▶ WHAT THIS TASK INVOLVES
What is needed is the run of lines from the one with "sweatshirt in the image above." through the close of the data, set down exactly.

▶ SUPPLIED INFORMATION
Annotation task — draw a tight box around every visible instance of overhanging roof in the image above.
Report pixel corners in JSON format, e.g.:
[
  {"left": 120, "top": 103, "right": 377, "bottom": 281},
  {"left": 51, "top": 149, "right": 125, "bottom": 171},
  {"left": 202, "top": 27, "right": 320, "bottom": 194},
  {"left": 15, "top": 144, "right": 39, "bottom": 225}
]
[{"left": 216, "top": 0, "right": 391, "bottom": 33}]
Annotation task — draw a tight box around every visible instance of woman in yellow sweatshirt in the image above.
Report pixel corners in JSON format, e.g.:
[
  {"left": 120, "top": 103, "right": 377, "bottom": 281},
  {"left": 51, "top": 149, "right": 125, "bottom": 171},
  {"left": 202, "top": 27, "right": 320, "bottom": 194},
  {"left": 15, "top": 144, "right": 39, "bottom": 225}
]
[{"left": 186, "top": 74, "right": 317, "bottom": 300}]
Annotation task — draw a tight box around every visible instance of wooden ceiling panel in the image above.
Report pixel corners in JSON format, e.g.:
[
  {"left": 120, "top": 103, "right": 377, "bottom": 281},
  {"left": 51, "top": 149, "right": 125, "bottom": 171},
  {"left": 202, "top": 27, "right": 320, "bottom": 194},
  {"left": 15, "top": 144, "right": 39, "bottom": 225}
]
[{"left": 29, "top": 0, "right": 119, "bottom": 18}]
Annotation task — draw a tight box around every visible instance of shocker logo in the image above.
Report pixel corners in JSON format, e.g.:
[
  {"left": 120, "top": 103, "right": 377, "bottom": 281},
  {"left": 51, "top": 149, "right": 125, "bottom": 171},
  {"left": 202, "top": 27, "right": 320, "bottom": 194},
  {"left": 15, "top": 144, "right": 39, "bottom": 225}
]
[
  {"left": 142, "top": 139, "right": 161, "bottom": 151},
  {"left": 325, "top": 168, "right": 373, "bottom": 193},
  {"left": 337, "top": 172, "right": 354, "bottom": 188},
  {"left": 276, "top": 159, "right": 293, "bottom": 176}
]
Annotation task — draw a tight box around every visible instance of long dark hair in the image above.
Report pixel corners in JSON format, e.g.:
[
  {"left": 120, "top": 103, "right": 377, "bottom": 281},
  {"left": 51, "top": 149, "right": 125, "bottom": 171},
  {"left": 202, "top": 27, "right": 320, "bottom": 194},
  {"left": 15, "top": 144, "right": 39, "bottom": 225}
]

▶ SOLUTION TO THE EXERCISE
Annotation task — draw a tight box around every visible instance of woman in yellow sweatshirt in the image above.
Report pixel corners in JSON format, e.g.:
[
  {"left": 120, "top": 103, "right": 377, "bottom": 281},
  {"left": 51, "top": 149, "right": 125, "bottom": 171},
  {"left": 202, "top": 27, "right": 320, "bottom": 194},
  {"left": 15, "top": 144, "right": 39, "bottom": 225}
]
[{"left": 186, "top": 74, "right": 317, "bottom": 300}]
Annotation task — draw a tight box around every visible instance of wooden ceiling panel in the image above.
Report pixel corners in JSON format, e.g.:
[
  {"left": 120, "top": 103, "right": 377, "bottom": 281},
  {"left": 51, "top": 149, "right": 125, "bottom": 171},
  {"left": 202, "top": 27, "right": 320, "bottom": 194},
  {"left": 15, "top": 144, "right": 39, "bottom": 225}
]
[{"left": 29, "top": 0, "right": 119, "bottom": 18}]
Annotation task — draw a tight box around every visible instance of shocker logo in the image above.
Report pixel corners in JSON format, e.g.:
[
  {"left": 120, "top": 103, "right": 377, "bottom": 281},
  {"left": 51, "top": 149, "right": 125, "bottom": 171},
  {"left": 202, "top": 27, "right": 320, "bottom": 194},
  {"left": 15, "top": 144, "right": 39, "bottom": 225}
]
[
  {"left": 142, "top": 139, "right": 161, "bottom": 151},
  {"left": 325, "top": 168, "right": 373, "bottom": 193},
  {"left": 337, "top": 172, "right": 354, "bottom": 188},
  {"left": 276, "top": 159, "right": 293, "bottom": 176}
]
Annotation task — draw a tight box around every visible instance of long dark hair in the image above.
Report pixel corners in JSON format, e.g.:
[
  {"left": 120, "top": 103, "right": 377, "bottom": 281},
  {"left": 51, "top": 149, "right": 125, "bottom": 171},
  {"left": 202, "top": 27, "right": 320, "bottom": 194},
  {"left": 15, "top": 144, "right": 39, "bottom": 225}
]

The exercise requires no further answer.